#### EXERCISE REQUIREMENTS
Could you give the lines again, starting with the line containing "Would you kindly pick out the cloud" and going on through the last line, swapping "one dot per instance" for "a single point per instance" and leaving everything else unchanged?

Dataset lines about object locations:

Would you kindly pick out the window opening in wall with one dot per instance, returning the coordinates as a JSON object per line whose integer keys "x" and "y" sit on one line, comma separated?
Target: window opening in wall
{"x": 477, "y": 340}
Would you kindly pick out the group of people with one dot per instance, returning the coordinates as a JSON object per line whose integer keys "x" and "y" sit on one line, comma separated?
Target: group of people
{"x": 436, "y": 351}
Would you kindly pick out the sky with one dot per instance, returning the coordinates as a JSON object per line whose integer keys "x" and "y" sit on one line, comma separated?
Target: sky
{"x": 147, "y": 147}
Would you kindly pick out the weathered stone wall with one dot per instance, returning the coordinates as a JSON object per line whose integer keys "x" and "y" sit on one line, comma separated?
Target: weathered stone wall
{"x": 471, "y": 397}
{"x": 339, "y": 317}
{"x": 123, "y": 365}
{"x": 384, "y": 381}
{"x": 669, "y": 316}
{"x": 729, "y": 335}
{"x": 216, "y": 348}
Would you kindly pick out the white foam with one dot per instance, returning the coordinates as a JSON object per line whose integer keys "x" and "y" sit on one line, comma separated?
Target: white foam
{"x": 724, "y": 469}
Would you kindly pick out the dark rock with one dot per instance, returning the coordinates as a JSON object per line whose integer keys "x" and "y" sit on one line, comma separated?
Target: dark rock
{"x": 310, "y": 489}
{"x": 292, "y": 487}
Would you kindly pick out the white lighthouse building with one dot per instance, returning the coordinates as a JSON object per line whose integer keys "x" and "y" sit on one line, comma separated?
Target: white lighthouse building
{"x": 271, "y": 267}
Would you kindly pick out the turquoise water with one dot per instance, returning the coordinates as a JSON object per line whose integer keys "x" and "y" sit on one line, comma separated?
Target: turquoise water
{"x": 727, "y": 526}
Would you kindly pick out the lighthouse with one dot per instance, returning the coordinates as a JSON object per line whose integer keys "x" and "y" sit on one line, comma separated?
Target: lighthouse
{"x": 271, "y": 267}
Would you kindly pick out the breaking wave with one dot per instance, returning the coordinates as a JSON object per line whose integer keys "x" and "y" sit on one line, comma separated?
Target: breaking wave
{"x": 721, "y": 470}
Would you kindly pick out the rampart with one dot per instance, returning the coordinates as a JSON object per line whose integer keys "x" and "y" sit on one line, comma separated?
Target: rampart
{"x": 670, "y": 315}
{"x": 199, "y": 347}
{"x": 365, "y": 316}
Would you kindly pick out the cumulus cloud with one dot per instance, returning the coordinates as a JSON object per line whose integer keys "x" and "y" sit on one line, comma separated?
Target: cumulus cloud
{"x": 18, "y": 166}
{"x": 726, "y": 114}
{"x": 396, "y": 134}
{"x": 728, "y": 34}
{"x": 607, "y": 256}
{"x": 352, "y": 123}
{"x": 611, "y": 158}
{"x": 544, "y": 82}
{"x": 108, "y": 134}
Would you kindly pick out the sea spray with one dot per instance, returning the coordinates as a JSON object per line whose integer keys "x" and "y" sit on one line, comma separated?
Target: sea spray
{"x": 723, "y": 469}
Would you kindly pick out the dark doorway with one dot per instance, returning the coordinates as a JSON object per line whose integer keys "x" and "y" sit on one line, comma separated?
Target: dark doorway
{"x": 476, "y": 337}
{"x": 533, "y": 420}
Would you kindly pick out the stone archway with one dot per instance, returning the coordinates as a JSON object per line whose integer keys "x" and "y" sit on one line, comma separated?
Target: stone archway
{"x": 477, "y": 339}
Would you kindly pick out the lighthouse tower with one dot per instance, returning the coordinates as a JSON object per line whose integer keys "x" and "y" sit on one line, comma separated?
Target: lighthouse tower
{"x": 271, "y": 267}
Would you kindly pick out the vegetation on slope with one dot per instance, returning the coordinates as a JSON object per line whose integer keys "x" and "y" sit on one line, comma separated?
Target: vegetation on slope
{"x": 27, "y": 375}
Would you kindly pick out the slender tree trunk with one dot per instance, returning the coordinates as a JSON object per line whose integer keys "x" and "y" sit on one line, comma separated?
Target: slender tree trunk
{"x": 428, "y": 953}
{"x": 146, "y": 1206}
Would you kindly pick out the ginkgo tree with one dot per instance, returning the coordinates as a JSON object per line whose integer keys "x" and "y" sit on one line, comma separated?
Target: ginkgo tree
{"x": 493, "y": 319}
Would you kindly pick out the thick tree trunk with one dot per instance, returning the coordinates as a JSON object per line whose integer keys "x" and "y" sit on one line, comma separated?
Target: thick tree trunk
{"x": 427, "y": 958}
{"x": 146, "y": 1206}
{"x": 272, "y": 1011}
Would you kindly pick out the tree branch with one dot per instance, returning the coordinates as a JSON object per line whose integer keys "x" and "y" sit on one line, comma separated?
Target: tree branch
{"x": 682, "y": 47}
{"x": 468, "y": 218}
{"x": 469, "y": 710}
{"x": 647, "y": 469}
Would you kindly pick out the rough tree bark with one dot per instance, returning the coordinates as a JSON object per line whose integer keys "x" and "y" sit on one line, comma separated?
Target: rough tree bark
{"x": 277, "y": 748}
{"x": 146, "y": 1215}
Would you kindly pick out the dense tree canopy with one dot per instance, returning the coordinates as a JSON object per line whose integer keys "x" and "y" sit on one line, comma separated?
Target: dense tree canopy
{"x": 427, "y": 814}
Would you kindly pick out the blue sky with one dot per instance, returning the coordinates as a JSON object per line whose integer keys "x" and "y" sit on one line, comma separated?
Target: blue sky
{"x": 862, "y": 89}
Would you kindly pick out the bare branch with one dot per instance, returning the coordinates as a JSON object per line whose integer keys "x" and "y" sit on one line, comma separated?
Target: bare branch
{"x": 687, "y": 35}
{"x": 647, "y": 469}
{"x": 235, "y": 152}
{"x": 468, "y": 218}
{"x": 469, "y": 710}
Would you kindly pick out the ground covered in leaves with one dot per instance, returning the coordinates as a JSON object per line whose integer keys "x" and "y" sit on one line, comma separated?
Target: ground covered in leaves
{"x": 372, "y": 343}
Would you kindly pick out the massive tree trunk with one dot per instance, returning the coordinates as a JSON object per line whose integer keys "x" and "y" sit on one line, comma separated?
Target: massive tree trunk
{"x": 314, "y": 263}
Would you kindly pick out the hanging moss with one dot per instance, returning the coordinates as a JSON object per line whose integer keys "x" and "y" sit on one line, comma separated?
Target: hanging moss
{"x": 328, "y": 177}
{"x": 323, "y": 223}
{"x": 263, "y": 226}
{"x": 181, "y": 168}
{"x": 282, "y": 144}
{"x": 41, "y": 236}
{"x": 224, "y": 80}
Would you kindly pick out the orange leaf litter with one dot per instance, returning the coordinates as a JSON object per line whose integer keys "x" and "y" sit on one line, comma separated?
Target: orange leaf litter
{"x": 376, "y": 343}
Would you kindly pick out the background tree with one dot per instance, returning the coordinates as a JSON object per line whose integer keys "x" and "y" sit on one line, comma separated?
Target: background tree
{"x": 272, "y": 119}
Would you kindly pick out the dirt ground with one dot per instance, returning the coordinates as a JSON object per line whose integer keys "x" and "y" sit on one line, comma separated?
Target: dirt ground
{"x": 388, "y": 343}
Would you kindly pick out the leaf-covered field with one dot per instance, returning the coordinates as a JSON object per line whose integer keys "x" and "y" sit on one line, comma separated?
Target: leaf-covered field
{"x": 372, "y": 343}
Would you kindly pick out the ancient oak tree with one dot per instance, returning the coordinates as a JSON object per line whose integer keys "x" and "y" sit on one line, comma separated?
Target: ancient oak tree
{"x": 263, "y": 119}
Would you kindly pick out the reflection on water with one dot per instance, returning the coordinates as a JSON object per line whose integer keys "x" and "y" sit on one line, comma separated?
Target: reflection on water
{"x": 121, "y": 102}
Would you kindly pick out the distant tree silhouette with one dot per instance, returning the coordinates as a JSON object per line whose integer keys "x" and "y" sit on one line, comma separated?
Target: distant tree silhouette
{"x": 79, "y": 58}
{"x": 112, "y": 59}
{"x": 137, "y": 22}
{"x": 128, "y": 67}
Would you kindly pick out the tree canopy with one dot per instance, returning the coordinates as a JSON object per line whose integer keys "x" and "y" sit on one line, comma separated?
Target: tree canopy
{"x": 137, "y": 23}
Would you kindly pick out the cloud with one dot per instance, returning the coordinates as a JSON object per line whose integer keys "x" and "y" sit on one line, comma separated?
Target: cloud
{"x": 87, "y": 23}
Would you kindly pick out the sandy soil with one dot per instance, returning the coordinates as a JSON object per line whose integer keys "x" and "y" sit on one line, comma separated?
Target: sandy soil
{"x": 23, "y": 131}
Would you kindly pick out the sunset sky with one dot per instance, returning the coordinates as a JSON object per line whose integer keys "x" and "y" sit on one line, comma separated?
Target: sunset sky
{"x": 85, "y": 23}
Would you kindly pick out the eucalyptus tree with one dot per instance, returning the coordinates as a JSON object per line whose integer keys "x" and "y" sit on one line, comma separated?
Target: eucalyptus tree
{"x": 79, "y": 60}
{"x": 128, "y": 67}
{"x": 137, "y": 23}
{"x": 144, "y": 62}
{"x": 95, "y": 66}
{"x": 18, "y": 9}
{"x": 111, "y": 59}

#### ANSWER
Would you kindly pick out the cloud with a single point per instance, returning the coordinates as a JSON object per line whose integer keys "x" and "y" sit on one line, comma separated?
Target: cloud
{"x": 87, "y": 23}
Would you kindly pick out the sandy soil with a single point per instance, returning the coordinates as a JSON object per line whose integer keys "x" and "y" sit on one line, comma separated?
Target: sandy soil
{"x": 23, "y": 131}
Would you kindly pick out the sunset sky with a single point per instance, returning the coordinates as a JSON object per line whose integer keys "x" and "y" sit on one line, comma separated?
Target: sunset sky
{"x": 85, "y": 23}
Would you kindly pick out the eucalyptus tree with a single point per instance, returning the coordinates as a JSON object per line whose integer keys "x" and "y" sit on one line, comma separated?
Target: eucalyptus tree
{"x": 79, "y": 60}
{"x": 128, "y": 67}
{"x": 137, "y": 23}
{"x": 144, "y": 62}
{"x": 95, "y": 66}
{"x": 18, "y": 9}
{"x": 111, "y": 59}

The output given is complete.